_What the task requires:_ Please report how many lines in the data below contain "white". Nothing besides the number should be written.

** Records supplied follows **

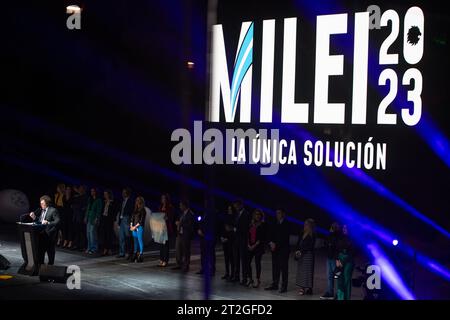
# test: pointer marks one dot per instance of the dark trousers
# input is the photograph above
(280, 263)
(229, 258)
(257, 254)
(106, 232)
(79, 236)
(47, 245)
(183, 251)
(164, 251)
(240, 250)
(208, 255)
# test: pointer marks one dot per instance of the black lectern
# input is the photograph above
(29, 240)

** End of Records supplied **
** Records supplied follows **

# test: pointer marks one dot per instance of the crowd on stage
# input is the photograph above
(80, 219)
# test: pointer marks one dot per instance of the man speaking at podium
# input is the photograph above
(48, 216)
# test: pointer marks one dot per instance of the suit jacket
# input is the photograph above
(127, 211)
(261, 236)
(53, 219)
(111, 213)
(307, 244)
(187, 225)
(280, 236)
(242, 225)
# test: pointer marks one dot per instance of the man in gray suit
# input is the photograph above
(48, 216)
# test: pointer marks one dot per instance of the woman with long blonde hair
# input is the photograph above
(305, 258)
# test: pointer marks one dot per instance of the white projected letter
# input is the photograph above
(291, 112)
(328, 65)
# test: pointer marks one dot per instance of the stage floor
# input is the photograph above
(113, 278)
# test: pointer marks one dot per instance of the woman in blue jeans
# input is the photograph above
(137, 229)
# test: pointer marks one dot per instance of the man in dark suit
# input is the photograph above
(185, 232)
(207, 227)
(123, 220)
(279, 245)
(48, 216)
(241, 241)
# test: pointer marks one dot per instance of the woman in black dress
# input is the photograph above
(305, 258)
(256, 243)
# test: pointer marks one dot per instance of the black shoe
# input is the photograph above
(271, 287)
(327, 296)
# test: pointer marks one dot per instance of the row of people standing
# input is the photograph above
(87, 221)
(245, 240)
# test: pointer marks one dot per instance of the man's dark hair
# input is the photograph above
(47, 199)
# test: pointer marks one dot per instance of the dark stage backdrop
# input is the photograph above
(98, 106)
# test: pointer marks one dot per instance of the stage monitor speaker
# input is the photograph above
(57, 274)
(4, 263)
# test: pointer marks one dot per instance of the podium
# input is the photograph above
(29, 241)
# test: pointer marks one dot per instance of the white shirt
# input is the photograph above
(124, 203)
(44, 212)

** End of Records supplied **

_Result:_ 2